* [The task]:
Copy out every one of the entries below word for word, leaving out the pictures.
* * *
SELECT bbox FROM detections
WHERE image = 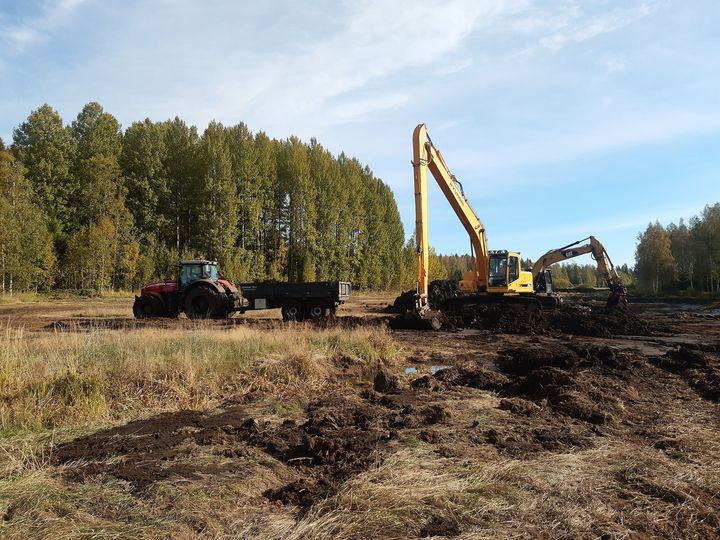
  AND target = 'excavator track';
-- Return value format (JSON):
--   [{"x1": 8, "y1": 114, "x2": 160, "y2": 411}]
[{"x1": 440, "y1": 294, "x2": 560, "y2": 311}]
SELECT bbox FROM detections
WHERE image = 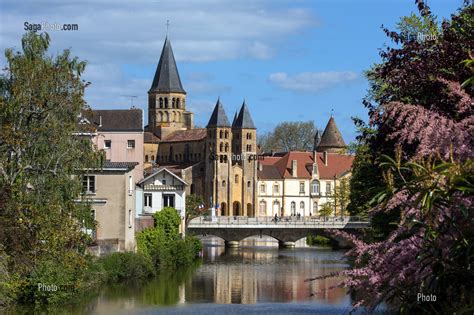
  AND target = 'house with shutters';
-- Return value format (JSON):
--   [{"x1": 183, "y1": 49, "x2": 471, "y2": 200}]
[{"x1": 257, "y1": 117, "x2": 354, "y2": 216}]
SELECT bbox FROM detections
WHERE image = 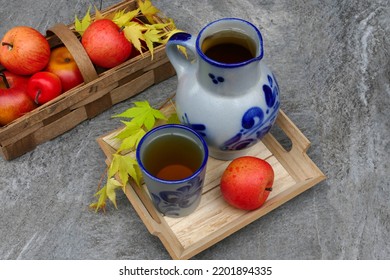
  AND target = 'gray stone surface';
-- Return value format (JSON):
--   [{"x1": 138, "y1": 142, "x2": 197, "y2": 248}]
[{"x1": 0, "y1": 0, "x2": 390, "y2": 259}]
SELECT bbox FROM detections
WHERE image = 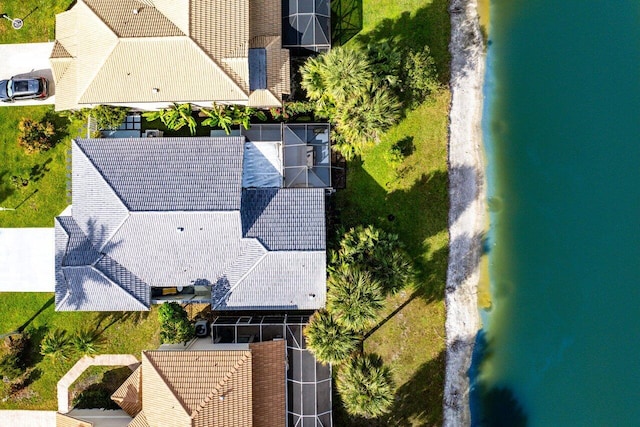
* * *
* [Written response]:
SELECT bbox FROM detections
WHERE image = 
  AND target = 'excavator track';
-- Return value format (JSON):
--   [{"x1": 8, "y1": 114, "x2": 160, "y2": 411}]
[{"x1": 440, "y1": 294, "x2": 560, "y2": 311}]
SELECT bbox FROM detections
WHERE image = 
  AND target = 'house with shutters';
-- Return value format (JSON):
--   [{"x1": 183, "y1": 49, "x2": 471, "y2": 200}]
[{"x1": 257, "y1": 117, "x2": 354, "y2": 216}]
SELECT bbox FROM detections
WHERE image = 
  AND target = 'gray stone surface';
-- Return value format (JSON):
--   [{"x1": 138, "y1": 142, "x2": 197, "y2": 248}]
[{"x1": 0, "y1": 0, "x2": 390, "y2": 259}]
SELECT bbox FROM detections
WHERE image = 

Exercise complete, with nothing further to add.